-- ITEMS start --

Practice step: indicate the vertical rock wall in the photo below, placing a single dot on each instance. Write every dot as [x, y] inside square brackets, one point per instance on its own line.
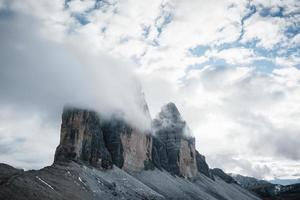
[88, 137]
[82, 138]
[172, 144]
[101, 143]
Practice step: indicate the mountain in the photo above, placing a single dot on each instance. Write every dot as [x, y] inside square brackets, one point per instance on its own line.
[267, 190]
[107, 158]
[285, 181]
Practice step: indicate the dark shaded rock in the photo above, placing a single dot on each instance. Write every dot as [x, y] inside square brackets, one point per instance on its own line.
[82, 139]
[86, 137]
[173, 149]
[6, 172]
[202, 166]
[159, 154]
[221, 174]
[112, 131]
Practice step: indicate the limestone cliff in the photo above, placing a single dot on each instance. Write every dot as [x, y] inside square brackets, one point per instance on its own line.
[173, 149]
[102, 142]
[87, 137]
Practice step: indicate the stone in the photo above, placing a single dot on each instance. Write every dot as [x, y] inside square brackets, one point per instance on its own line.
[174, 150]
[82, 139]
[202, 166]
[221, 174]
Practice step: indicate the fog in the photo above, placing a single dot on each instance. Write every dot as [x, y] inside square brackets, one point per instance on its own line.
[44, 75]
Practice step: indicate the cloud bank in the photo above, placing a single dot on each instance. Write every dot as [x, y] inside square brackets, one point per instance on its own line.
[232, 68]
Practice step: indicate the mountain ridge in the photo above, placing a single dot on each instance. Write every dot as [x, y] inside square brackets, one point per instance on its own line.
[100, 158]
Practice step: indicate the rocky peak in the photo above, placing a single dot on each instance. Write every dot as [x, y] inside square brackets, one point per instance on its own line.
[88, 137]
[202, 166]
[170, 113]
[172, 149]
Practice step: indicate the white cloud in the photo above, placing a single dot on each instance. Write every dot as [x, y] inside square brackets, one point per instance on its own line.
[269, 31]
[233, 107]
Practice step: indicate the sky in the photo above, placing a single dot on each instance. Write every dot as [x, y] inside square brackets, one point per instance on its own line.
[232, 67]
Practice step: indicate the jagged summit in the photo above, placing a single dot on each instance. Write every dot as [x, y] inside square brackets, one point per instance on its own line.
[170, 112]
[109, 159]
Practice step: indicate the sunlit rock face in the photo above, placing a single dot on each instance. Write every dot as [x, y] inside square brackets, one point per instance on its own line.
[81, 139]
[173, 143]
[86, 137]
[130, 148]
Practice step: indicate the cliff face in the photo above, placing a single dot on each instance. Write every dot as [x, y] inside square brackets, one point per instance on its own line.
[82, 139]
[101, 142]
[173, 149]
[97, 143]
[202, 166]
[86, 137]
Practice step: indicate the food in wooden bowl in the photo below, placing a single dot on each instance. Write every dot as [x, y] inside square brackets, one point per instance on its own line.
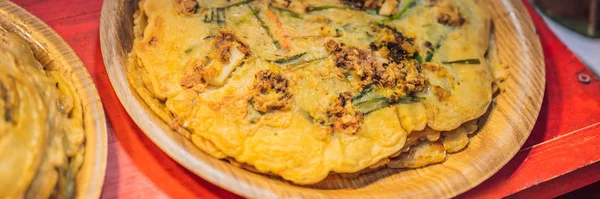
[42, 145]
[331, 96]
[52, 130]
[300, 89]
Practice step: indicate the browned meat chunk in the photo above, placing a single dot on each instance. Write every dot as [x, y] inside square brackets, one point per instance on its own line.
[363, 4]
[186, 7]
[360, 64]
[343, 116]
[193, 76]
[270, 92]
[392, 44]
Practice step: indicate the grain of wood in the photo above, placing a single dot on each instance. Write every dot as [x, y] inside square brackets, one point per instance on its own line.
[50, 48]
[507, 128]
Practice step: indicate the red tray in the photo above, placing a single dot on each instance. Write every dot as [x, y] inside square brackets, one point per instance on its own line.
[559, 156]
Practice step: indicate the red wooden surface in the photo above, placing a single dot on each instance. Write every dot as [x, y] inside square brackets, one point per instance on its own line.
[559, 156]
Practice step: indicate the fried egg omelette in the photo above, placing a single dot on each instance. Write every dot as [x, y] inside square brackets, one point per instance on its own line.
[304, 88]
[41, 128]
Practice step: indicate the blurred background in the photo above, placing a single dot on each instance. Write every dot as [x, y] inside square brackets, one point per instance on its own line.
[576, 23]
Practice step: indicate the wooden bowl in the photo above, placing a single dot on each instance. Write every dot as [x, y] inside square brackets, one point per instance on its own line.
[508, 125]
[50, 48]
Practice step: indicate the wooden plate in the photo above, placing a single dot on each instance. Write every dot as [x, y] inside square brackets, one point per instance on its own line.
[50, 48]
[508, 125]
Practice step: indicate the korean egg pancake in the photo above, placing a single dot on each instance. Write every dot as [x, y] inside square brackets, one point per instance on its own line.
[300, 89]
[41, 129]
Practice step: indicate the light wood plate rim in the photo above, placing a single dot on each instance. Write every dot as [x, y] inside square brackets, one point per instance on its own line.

-- ITEMS end --

Copy every line above word for word, leaving out the pictures.

Practice step: indicate the vertical rock wall in the photo below, placing a single dot on each instance. Write every dot as [x, y] inside square brackets, one point per instance on its own line.
[88, 137]
[82, 138]
[172, 144]
[101, 143]
Practice step: indicate the mountain in the photo above, placing a single dot on each instance. Write every dot as [x, y] inside square brackets, one point per instance on its own line.
[267, 190]
[107, 158]
[285, 181]
Practice step: indicate the dark shaded rock in the photo above, placing a single dot on each instance. Write every dot as [x, y] inside square brackets, one point per instance on its own line.
[82, 139]
[86, 137]
[173, 149]
[6, 172]
[202, 166]
[159, 154]
[221, 174]
[112, 131]
Practice step: indicate the limestone cliff in the photo above, placing a single dot on each instance. Write every dot as [x, y] inside square brackets, one point per instance on its own line.
[173, 149]
[102, 142]
[87, 137]
Practice step: indicate the stone in the photo above, placing a single dot on each instance. Write every dot as [x, y] inside square brackets, one point per instance on its own line.
[174, 150]
[82, 139]
[202, 166]
[221, 174]
Practice step: indicate the fog in the photo above, placing a single dot on each instance. Write every dot as [x, y] inside square brackets, one point per instance on its own line.
[44, 75]
Practice step: indicate the cloud bank in the photo above, placing a single dot on each instance. Write every dot as [x, y] inside square brackets, one point per instance on its own line.
[232, 68]
Practice step: indicate the mountain ridge in the photo above, placing a single dot on each instance. Write every dot as [x, y] inside square brackets, one point per instance on its own line.
[100, 158]
Practice step: indicate the rocky peak in the photo above, placing a single dot on each instance. Write every dot as [x, y] inside square brackets, one point per instance on its own line.
[88, 137]
[202, 166]
[170, 113]
[172, 149]
Practice step: indicate the white cloud in the photo above, placing a single dot on each instance. Write every dot as [x, y] inside square brackets, one point per instance on its own line.
[269, 31]
[233, 107]
Practice step: indicate the sky in the photo above, placing a single dot on each instance. Write every dot as [x, y] inside square brackets, one point per instance on its own line.
[232, 67]
Practice step: indicate the jagged summit in the photo above, placing a single dot on each instance. Write every dot as [x, y] inside square brackets, one point per instance on its own line.
[170, 112]
[109, 159]
Practice step: indicate the sunlit rock face in the photo above, placing a single dot on each instance. Write every dot as [x, y] inside square brackets, one point per instance on its own line.
[81, 139]
[173, 143]
[86, 137]
[130, 148]
Practice step: indicate the cliff face in the photo above, placing a single dot on each instance. Write every dot as [x, y] inside square brackets, one point per instance on its own line.
[82, 139]
[101, 142]
[173, 149]
[97, 143]
[202, 166]
[86, 137]
Practice step: indicate the food in wooden bowl in the photo below, placing a single dot on each instance. Write every dot as [x, y] inside square brackets, one point per instance on its own line.
[42, 145]
[331, 96]
[52, 130]
[300, 89]
Practice step: indicate the browned meat chunk in the photo above, placing a single dot on each instance. Write every dot as [x, y] inside square brackets, one point per instance on its own line.
[363, 4]
[186, 7]
[360, 64]
[343, 116]
[193, 76]
[270, 92]
[392, 44]
Practice step: indicate the grain of wood in the photo above, placing a single dot on each instance. Write every dot as [x, y] inside square brackets, one point per instance on its own line.
[50, 48]
[507, 128]
Practice step: indicate the red tray in the photo above, placing a single dot on each instance. Write every dot as [x, y] inside square brackets, one point per instance on its own line.
[559, 156]
Practice step: indicate the red wooden surface in the photo above, placing a single dot on each instance. Write every dot as [x, y] inside square brackets, one point per instance on its own line.
[559, 156]
Practice step: indicate the fried egg omelette in the photo above, placing a single dot on each instance. Write every dot as [x, y] inside square brackets, one point per instance on its own line.
[304, 88]
[41, 128]
Practice step: indicate the blurred background in the photo above, placing a single dot on each instance. Write every dot as [x, y] inside square brackets, one point per instance on its own line.
[576, 23]
Practice step: indicate the wooden bowl in the photo above, placing a single dot on each instance. Write every dot as [x, y] inside square brackets, one point per instance on its own line.
[508, 125]
[50, 48]
Practice step: indicate the wooden plate in the photo above, placing a single dot on each instance. Write every dot as [x, y] inside square brackets, one point per instance on its own line.
[50, 48]
[508, 125]
Practice step: indicate the korean egg pancake in the photo above, placing a single dot on each instance. Write every dot as [x, y] inside square brackets, one point per instance on its own line.
[300, 89]
[41, 129]
Practice step: indicate the light wood plate rim in the photo above, placing a single dot on each instance. Write every dot as [x, y] inside square brackets, one point per instance on its own line.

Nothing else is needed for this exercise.